§ **TASK DETAILS**
Gather and copy, in full, every line of the records below that contains the word "gecko".
----- EXERCISE MATERIAL -----
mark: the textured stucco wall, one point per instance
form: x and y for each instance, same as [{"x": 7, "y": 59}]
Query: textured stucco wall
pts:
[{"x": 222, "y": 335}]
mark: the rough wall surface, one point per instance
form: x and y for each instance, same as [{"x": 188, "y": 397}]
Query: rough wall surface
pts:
-----
----- EXERCISE MATERIAL -----
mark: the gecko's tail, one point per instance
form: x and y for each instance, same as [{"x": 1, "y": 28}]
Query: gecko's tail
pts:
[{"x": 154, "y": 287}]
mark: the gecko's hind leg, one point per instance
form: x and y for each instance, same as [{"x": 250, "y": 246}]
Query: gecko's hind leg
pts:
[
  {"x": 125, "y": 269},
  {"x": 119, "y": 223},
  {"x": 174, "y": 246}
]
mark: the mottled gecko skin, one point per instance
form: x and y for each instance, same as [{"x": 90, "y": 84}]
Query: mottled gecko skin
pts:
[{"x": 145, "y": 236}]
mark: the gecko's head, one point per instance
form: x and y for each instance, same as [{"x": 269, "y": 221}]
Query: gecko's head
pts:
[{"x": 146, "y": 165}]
-----
§ **EXERCISE ANSWER**
mark: the gecko's tail, one point per instance
Query: gecko's tail
mark: the gecko's hind leg, one point per instance
Query: gecko's hind leg
mark: the mottled gecko skin, one point per instance
Query: mottled gecko skin
mark: the gecko's head, one point per instance
Query: gecko's head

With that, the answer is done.